Provided text:
--------
For example, the first header (e.g., a first PMOS transistor) can receive the first supply voltage (VDD) at one source/drain terminal of the first PMOS transistor and selectively provide the memory controller 105 with a virtual supply voltage (sometimes referred to as “VDDHD”) through the other source/drain terminal of the first PMOS transistor based on a signal fed into a gate terminal of the first PMOS transistor; and the second header (e.g., a second PMOS transistor) can receive the second supply voltage (VDDM) at one source/drain terminal of the second PMOS transistor and selectively provide the memory array 120 with another virtual supply voltage (sometimes referred to as “VDDAI”) through the other source/drain terminal of the second PMOS transistor based on a signal fed into a gate terminal of the second PMOS transistor.
--------
Required work:
**a)** Answer these questions from the passage on PMOS headers:
(i) What is the virtual supply voltage that the first header provides to the memory controller 105 sometimes called?
(ii) Which supply voltage does the second PMOS transistor receive at one of its source/drain terminals?
(iii) What determines whether each header provides its virtual supply voltage?
**b)** Write a continuation of the passage on PMOS headers and virtual supply voltages, carrying on from its final sentence.
--------
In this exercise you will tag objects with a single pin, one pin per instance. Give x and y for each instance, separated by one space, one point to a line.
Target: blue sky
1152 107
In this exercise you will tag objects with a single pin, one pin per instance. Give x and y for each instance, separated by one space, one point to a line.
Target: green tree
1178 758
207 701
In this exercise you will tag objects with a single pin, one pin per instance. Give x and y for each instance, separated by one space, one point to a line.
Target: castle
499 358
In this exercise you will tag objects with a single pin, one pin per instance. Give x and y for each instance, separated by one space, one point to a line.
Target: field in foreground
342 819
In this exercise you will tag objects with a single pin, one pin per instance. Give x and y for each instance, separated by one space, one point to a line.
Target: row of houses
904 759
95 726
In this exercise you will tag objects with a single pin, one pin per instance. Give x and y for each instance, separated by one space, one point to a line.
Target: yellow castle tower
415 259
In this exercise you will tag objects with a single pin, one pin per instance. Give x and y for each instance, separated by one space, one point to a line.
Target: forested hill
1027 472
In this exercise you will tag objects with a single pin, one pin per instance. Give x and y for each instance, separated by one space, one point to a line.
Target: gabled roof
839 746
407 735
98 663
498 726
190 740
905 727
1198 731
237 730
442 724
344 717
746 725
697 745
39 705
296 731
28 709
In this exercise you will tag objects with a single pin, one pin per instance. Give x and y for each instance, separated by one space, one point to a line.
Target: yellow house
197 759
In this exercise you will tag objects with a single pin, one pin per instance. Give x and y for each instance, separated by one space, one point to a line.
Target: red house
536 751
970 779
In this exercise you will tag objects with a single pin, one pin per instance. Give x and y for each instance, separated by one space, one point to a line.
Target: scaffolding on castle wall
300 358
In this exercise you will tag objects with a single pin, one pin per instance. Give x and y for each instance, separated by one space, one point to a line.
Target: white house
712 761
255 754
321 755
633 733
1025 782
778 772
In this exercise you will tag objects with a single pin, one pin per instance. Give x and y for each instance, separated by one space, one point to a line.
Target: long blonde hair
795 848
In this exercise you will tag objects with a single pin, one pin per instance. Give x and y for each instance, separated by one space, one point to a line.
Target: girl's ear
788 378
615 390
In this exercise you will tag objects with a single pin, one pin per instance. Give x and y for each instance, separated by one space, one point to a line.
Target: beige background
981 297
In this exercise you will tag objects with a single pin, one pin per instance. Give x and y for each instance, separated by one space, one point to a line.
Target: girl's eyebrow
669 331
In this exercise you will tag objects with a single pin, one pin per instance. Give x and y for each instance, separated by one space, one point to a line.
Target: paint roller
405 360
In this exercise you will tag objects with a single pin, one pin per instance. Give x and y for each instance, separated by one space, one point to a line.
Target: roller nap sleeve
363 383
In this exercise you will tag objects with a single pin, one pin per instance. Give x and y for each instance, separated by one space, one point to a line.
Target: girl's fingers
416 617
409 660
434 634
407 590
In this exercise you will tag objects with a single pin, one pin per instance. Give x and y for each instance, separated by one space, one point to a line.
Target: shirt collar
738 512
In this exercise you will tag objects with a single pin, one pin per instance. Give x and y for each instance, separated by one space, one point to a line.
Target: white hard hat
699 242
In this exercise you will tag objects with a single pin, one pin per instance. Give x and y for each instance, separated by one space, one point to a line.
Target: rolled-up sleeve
--------
Responses to the exercise:
**a)**
(i) VDDHD
(ii) The second supply voltage (VDDM)
(iii) A signal fed into the gate terminal of that header's PMOS transistor

**b)**
In various embodiments of the present disclosure, the memory device 100, as disclosed herein, can be formed on both sides of a substrate. For example, the memory array 120 and the memory controller 105 of the memory device 100 can be formed as multiple transistors on a frontside of the substrate. On the frontside, a number of frontside metallization layers, each of which includes multiple frontside metal tracks, can be formed; and on a backside of the substrate, a number of backside metallization layers, each of which includes multiple backside metal tracks, can be formed. In general, the frontside metallization layers are referred to as M0 layer, M1 layer, M2 layer, M3 layer, M4 layer, and so on (in the order from the substrate to the topmost frontside metallization layer), and the backside metallization layers are referred to as BM0 layer, BM1 layer, BM2 layer, and so on (in the order from the substrate to the topmost backside metallization layer).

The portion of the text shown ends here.